AIM OF THE TASK
Beginning at the line that contains "Target: green blurred background" and ending at the last line of the entries, write out each line exactly; include nothing outside that span.

GIVEN RECORDS
┌──

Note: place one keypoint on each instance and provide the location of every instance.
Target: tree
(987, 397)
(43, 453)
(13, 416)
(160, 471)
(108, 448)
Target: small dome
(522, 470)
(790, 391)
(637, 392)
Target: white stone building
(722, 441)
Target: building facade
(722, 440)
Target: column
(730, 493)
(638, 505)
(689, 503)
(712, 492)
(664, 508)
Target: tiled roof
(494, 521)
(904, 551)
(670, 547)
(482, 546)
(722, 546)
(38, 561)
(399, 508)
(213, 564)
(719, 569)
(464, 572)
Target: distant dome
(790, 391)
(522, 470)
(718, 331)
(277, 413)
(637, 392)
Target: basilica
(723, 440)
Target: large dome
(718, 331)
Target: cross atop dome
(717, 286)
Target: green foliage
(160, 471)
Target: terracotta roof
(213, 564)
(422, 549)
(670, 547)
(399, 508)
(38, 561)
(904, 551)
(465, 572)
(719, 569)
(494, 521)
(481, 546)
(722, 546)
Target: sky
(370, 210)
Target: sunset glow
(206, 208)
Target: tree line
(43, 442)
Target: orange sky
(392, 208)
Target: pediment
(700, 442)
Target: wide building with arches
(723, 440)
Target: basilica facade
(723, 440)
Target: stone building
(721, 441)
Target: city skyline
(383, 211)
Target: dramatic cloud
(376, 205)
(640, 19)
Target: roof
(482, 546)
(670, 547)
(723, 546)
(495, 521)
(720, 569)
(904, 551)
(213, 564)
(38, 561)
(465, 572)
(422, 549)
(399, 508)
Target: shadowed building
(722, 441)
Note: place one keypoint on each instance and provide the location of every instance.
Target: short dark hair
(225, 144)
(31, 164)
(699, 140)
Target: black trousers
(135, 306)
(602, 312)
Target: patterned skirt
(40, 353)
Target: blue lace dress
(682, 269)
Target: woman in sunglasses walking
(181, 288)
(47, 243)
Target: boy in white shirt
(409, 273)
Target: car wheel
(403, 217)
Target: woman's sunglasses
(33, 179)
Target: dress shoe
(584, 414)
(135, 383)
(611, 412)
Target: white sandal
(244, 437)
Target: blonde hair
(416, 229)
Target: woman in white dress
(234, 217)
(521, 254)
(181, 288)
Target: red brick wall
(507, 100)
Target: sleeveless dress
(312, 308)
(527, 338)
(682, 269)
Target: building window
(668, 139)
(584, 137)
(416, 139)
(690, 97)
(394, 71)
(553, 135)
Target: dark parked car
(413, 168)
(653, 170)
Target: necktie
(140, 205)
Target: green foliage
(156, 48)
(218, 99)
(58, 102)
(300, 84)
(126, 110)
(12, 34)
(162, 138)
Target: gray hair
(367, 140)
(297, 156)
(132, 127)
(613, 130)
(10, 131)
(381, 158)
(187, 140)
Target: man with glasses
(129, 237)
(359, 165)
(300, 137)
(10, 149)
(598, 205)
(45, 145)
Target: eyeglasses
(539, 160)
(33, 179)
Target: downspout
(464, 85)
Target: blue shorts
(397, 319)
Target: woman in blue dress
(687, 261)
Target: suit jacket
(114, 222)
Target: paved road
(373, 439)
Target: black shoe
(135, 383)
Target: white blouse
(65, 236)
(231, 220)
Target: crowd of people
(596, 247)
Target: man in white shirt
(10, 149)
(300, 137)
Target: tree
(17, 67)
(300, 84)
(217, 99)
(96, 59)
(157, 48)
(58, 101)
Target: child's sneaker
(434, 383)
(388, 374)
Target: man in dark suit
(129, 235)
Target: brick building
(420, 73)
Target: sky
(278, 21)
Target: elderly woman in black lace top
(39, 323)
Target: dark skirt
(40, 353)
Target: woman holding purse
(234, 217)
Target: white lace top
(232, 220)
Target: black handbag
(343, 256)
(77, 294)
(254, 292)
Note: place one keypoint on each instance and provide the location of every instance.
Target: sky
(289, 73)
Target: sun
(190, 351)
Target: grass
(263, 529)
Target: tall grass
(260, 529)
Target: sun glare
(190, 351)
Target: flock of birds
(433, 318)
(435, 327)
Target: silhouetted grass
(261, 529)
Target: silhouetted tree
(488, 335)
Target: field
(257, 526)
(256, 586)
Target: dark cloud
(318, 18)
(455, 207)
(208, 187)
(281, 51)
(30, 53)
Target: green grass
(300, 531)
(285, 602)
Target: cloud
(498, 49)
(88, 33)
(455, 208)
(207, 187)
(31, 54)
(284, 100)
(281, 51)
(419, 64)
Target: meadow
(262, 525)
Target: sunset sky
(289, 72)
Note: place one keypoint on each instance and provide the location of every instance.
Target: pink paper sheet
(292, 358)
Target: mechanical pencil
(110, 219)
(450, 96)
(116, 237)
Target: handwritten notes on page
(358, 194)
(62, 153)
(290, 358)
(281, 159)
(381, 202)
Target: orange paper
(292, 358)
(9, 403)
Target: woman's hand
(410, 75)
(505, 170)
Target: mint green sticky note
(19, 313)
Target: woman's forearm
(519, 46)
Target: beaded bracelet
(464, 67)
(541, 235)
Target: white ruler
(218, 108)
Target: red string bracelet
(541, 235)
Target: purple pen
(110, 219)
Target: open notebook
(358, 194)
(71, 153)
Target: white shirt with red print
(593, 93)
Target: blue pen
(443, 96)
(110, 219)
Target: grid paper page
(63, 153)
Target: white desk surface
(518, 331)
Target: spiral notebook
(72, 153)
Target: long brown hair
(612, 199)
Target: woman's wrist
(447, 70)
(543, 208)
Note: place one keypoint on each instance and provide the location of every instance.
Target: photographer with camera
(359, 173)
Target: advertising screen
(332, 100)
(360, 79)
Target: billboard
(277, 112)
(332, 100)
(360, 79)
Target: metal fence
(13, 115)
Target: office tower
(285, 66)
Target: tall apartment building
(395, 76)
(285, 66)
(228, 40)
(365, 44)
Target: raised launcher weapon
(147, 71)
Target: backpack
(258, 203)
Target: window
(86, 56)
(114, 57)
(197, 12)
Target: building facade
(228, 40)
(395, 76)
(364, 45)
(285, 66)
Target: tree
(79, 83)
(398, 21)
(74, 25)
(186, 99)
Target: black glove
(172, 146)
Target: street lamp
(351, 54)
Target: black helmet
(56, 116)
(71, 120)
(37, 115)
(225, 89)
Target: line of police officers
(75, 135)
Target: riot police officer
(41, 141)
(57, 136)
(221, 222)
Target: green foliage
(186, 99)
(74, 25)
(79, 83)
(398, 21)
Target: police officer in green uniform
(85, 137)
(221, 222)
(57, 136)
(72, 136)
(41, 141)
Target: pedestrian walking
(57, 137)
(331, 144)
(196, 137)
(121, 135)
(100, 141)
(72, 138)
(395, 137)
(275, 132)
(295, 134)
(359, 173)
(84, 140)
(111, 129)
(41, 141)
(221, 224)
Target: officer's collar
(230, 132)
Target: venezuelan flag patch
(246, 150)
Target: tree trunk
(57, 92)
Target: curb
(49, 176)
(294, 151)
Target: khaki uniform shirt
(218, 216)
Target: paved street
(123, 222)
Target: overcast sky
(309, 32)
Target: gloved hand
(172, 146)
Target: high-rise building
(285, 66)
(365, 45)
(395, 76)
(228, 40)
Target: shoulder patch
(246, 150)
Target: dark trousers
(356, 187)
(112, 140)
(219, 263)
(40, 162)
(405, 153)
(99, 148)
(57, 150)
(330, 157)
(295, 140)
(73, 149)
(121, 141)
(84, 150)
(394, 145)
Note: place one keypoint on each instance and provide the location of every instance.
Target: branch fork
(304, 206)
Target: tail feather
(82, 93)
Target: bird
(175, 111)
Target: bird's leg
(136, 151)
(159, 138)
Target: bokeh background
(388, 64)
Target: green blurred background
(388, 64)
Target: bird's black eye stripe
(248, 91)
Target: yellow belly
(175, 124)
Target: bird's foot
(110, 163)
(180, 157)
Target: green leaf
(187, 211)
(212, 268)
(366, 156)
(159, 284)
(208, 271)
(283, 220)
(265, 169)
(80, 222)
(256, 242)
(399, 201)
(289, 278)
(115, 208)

└──

OUTPUT FOR THIS EXERCISE
Target: green blurred background
(388, 64)
Target: bird's black eye stripe
(248, 91)
Target: yellow belly
(175, 124)
Target: bird's foot
(110, 163)
(180, 157)
Target: green leaf
(187, 211)
(212, 268)
(366, 156)
(159, 284)
(208, 271)
(283, 220)
(265, 169)
(80, 222)
(256, 242)
(399, 201)
(289, 278)
(115, 208)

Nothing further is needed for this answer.